Information supplied.

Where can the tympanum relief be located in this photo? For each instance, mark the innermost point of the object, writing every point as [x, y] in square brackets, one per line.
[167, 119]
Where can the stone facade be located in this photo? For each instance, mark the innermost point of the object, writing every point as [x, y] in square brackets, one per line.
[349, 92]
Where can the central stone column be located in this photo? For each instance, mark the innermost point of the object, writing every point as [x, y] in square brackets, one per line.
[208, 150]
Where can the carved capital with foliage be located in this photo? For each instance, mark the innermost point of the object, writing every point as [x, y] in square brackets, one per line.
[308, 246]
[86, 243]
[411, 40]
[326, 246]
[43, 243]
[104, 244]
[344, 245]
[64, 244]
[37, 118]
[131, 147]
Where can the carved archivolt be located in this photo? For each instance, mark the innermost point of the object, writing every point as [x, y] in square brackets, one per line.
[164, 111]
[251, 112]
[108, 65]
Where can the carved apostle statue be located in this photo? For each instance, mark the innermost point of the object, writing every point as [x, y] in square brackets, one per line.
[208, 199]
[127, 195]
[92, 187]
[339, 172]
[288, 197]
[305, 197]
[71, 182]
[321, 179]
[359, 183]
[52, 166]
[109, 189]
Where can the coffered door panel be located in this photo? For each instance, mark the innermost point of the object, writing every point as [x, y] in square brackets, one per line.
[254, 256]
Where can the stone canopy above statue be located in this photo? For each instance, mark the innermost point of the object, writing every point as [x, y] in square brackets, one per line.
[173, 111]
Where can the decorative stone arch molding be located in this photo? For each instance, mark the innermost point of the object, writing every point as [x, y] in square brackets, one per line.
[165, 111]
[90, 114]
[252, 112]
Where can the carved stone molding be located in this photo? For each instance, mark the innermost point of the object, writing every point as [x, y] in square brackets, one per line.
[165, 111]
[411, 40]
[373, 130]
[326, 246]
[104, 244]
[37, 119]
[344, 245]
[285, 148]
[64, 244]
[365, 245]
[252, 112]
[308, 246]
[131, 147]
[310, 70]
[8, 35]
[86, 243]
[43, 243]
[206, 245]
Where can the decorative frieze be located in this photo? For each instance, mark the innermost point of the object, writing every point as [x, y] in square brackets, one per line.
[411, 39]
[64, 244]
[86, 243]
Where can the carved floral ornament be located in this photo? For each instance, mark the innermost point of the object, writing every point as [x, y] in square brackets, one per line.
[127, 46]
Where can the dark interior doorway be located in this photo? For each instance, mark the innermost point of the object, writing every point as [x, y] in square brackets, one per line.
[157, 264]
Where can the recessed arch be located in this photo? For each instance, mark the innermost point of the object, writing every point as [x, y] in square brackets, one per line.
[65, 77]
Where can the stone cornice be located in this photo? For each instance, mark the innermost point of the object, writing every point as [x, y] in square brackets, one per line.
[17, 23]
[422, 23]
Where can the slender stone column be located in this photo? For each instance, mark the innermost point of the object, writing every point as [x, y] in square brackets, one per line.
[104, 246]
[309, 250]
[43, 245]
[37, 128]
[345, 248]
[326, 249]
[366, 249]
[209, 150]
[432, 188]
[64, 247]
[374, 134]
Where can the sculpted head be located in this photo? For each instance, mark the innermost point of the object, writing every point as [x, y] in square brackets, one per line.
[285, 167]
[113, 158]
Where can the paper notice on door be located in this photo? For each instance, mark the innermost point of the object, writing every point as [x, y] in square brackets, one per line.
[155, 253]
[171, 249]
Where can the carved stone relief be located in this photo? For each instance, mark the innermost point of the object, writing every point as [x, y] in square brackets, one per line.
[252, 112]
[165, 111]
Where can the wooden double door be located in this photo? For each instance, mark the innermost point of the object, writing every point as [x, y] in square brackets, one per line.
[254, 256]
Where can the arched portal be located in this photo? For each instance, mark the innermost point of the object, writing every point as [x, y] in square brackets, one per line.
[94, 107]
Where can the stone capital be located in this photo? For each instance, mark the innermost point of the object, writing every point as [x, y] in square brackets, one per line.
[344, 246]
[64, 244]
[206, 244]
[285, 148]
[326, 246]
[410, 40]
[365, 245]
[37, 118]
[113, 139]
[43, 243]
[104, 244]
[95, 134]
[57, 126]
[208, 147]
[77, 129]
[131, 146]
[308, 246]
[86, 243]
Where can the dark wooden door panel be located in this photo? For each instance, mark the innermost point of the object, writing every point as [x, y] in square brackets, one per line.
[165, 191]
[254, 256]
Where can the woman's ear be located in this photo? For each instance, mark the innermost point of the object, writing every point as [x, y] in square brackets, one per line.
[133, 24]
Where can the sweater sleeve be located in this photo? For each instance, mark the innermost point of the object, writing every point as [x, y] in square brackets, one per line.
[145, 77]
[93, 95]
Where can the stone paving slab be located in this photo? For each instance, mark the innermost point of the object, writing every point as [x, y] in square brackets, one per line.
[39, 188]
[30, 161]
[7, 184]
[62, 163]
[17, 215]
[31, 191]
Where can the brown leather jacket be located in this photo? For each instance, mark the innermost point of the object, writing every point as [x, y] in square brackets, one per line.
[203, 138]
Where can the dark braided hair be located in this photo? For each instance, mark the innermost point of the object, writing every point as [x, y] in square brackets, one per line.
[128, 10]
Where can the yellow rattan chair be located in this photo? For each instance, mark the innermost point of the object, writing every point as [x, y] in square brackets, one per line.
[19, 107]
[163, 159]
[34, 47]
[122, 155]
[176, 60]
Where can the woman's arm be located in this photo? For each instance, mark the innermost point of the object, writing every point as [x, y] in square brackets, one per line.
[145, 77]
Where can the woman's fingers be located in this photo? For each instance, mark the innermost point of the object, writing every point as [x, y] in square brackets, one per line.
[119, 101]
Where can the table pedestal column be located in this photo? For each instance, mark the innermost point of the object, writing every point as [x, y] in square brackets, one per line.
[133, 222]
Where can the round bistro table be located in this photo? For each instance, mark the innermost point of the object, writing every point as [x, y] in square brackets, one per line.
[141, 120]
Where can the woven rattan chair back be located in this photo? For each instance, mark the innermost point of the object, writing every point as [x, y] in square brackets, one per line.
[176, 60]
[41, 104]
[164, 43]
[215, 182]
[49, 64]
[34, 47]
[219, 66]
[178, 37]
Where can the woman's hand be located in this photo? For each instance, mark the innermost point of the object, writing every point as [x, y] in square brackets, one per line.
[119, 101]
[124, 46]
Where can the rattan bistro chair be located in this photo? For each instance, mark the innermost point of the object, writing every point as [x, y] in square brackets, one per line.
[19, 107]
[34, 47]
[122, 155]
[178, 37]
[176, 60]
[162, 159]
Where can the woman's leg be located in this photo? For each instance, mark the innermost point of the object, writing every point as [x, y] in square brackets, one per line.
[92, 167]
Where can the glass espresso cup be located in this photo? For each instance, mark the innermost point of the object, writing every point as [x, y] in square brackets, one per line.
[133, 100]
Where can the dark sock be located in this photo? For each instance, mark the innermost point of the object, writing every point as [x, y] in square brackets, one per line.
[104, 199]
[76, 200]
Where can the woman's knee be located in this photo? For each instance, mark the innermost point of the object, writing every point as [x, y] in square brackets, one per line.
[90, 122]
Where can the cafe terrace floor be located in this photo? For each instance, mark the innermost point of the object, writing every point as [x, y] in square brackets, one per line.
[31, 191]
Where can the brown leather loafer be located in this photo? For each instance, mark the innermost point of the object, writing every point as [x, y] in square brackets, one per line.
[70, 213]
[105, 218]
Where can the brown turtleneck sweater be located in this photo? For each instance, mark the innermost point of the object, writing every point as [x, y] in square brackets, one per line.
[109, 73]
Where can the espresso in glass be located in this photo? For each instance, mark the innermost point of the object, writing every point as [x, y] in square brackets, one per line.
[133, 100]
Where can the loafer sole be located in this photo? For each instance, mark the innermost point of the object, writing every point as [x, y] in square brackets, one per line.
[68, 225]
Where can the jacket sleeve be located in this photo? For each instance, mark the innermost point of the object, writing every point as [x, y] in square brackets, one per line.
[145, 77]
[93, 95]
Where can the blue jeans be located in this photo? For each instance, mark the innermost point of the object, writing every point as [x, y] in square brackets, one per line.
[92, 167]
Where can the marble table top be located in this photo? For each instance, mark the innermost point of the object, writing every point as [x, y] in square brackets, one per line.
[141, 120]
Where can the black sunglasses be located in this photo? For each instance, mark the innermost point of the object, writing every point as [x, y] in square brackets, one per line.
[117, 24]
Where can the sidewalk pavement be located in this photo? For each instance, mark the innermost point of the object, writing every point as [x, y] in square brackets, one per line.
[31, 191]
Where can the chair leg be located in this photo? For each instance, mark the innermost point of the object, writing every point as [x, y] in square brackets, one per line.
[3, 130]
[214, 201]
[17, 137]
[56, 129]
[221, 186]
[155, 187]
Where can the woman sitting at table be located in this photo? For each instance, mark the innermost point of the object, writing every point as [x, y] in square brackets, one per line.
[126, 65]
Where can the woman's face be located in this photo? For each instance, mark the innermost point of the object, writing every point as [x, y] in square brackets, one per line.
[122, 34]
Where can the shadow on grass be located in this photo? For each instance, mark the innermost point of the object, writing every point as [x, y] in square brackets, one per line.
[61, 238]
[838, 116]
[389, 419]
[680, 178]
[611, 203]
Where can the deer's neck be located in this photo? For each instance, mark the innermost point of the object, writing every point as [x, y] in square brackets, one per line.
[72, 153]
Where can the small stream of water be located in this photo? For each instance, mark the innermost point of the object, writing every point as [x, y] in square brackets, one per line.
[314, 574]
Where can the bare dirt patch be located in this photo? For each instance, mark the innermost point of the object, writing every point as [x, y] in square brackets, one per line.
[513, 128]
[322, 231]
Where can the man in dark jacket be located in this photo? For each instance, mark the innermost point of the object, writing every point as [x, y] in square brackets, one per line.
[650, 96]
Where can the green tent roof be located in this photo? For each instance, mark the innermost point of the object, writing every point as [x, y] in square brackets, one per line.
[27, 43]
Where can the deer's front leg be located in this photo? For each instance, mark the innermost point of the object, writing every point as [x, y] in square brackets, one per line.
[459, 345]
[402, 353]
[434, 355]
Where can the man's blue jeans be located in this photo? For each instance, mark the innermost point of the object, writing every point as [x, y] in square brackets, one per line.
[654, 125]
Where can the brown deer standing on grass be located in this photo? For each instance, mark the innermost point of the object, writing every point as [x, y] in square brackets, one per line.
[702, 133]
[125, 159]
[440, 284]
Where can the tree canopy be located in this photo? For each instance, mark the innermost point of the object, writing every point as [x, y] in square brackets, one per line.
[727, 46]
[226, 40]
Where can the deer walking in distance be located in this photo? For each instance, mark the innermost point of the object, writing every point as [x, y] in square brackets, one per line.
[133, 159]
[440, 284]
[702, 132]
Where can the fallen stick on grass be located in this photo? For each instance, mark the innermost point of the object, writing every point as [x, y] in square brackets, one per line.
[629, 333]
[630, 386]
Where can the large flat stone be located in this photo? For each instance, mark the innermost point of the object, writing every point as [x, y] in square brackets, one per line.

Instructions for the task.
Locate the line that contains "Where can the fallen", then please quote it and every line after it to the end of the entries above, exactly and with nothing else.

Result for this task.
Where can the fallen stick on grass be located in this photo? For each instance, mark the innermost point of the object, writing every point as [x, y] in square brackets, one per line.
[629, 333]
[630, 386]
Where can the large flat stone be located in this photo? For each instance, mark the innermost point of the object, writing every point as [x, y] in square brackets, one per line.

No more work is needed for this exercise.